[start of TEXT EXTRACT]

Your diagram doesn't show any part of the circuit connected to Earth.  So any connection would be stray capacitive or inductive coupling, and leakage through insulators that aren't perfect.

A typical multimeter has an input resistance of 10M ohms on volts ranges.  So every time you connect the meter, you're adding a new resistance to it, and changing the circuit you're measuring.  Each measurement is inserting that extra resistor in a different place, so the results are totally inconsistent with each other.

Hi Simon. Thank you for the reply.

Cay you please advise which part should I connect to the earth? The converter is supplied from a single phase TN-S system. I also read it is not recommended to ground the DC bus link.

Please DO NOT measure to earth with a meter - and earth nothing. !!  The usual arrangement for a 3 phase rectifier is a six diode bridge, and the DC bus negative is connected to each phase that is most negative in turn spending 1/3 of the time connecting to each. Similarly the DC positive is connecting by its diodes to whichever of the 3 phases is most positive, again connecting to each phase in turn for 1/3 of a cycle, but with the timing offset by 1/6 of a cycle from the negative side commutation.

So If you ground one side of the DC bus, you will blow 3 diodes and probably some hefty fuses as well.

If you really must measure the DC bus relative to ground, you need a scope. 

What you would see is that   the DC bus is a mixture of a DC offset, on average half the Dc bus voltage superimposed on a  wibbling up and down at 3 times the mains frequency of all the waveform crests by ~ sin 30 times the peak voltage of the cycle.

(actually the PFC >PAM confuses this somewhat but the 150Hz p-p wibble is more or less the same, the waveform is more insanitary being chopped by that circuit and the average DC is pulled over to one side - the side without the series inductor...)

If there was any sensible  'earth' reference to measure your 3 phases with respect to, it would be relative to  the bouncing centre of the DC bus. Now the voltages applied to the ends of the motor windings are not  sinewaves, rather each winding end is toggled between one side  of the DC bus and the other at a supersonic rate, with a rectangular switching pattern whose mark to space ratio ('duty cycle' ) is varied to give a similar motor  torque to a sine wave.

Maybe if you low pass filtered it you would see a component. at 50Hz or whatever the inverter rate is .

So why on earth do you expect a digital meter that has a peak measuring diode circuit, with a division factor that only gives the right RMS  when expecting sinewaves  to make any sense of this at all ?

If you must measure, you need a scope, and you need to know what to expect ;-)

On a meter you may measure the DC bus voltage between the two sides of the reservoir capacitor - that should be a DC with only a few tens of volts of ripple.

This explanation is as concise as I can make it, to fit in a lunch break, so if that means some parts are not clear, come back and myself and or others  can re-do those bits.

Mike

Your diagram doesn't show any part of the circuit connected to Earth.

Wouldn't the AC input N on the LHS normally be Earthed somewhere towards the source? So perhaps not really floating, but certainly the d.c. side will be somewhat detached from simple Earth potential by the rectification diodes.

   - Andy.

mapj1 said:

If there was any sensible  'earth' reference to measure your 3 phases with respect to, it would be relative to  the bouncing centre of the DC bus.

[end of TEXT EXTRACT]
[start of DATA PROVIDED]

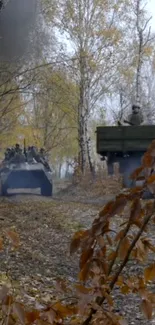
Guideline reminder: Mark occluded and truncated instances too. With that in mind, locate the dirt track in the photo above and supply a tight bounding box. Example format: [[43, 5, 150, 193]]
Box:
[[0, 181, 155, 325]]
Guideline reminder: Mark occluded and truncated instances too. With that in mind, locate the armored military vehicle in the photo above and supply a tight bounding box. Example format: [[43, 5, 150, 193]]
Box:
[[0, 149, 53, 196], [96, 125, 155, 188]]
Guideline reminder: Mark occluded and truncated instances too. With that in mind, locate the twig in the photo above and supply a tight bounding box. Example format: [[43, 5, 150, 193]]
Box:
[[82, 200, 155, 325]]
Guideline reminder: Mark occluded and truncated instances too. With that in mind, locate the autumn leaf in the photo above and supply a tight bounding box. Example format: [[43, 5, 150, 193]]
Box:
[[118, 237, 130, 259], [13, 302, 25, 324], [144, 264, 155, 282], [121, 285, 130, 295], [52, 301, 77, 318], [75, 284, 92, 294], [7, 230, 20, 247], [106, 235, 113, 246], [115, 229, 124, 241], [78, 261, 91, 282], [141, 299, 153, 320], [26, 310, 40, 324], [130, 166, 144, 180], [0, 285, 9, 302], [80, 248, 94, 269], [99, 200, 115, 217]]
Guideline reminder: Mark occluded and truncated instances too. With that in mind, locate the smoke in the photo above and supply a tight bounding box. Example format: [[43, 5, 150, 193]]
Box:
[[0, 0, 39, 62]]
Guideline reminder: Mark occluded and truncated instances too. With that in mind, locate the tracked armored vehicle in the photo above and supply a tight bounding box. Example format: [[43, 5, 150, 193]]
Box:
[[96, 125, 155, 188], [0, 146, 53, 196]]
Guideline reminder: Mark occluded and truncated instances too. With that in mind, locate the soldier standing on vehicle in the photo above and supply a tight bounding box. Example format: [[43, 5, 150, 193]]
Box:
[[124, 104, 144, 125], [118, 104, 144, 126]]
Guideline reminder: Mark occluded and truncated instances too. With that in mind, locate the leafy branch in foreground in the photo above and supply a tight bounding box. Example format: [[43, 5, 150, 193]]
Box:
[[0, 141, 155, 325]]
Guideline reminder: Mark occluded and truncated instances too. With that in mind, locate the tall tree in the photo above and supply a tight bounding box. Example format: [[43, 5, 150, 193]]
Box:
[[43, 0, 132, 172]]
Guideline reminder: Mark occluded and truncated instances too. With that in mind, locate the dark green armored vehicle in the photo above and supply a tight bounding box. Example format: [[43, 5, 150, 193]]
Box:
[[96, 125, 155, 188], [0, 144, 53, 196]]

[end of DATA PROVIDED]

SHORT TASK 1: In the forum thread, what input resistance does a typical multimeter have on volts ranges?
SHORT TASK 2: Write out the forum thread's passage between "Cay you please" and "DC bus link.", inclusive.

WRITTEN RESPONSE 1: 10M ohms.

WRITTEN RESPONSE 2:
Cay you please advise which part should I connect to the earth? The converter is supplied from a single phase TN-S system. I also read it is not recommended to ground the DC bus link.